Fakir Miskin dan Anak Terlantar

Loading

Oleh : Fauzi Aziz

ilustrasi

ilustrasi

SUDAHKAH negara berbuat banyak secara terarah dan fokus untuk mengentaskan fakir miskin dan anak terlantar. Kalau dikatakan negara belum banyak berbuat untuk kepentingan hari depan mereka, tentu tidak fair karena progamnya sudah sangat banyak dilakukan seperti progam perlindungan sosial yang sekarang lagi digalakkan.

Tapi apa sudah masuk ke ranah membina anak-anak terlantar. Terus terang tidak pernah mendengar kabar beritanya. Topik ini sengaja diangkat karena negara diwajibkan memelihara fakir miskin dan anak terlantar sebagaimana perintah pasal 34 ayat (1) UUD 1945.

Sifatnya mandatory atas kewajiban tersebut dan sebaiknya harus dibuat UU tersendiri yang mengatur tentang memelihara fakir miskin dan anak terlantar. Masalah ini rasanya sudah sangat mendesak perlu ditangani secara sistemik dan pendekatan yang dilakukan sebaiknya tidak bersifat charity.

**Petunjuk Kerja**
• A. Sebutkan semua langkah yang menurut paragraf terakhir bacaan sebaiknya atau perlu diambil dalam menangani fakir miskin dan anak terlantar.
• B. Tuliskan ulang bagian bacaan tanpa mengubah satu kata pun, mulai dari kata-kata "Sifatnya mandatory atas" sampai kata-kata "tidak bersifat charity.".

**Data**
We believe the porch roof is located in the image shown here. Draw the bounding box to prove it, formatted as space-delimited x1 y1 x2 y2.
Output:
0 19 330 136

**Kunci Jawaban**
• A.
- Dibuat UU tersendiri yang mengatur tentang memelihara fakir miskin dan anak terlantar.
- Masalah ini ditangani secara sistemik.
- Pendekatan yang dilakukan tidak bersifat charity.

• B.
Sifatnya mandatory atas kewajiban tersebut dan sebaiknya harus dibuat UU tersendiri yang mengatur tentang memelihara fakir miskin dan anak terlantar. Masalah ini rasanya sudah sangat mendesak perlu ditangani secara sistemik dan pendekatan yang dilakukan sebaiknya tidak bersifat charity.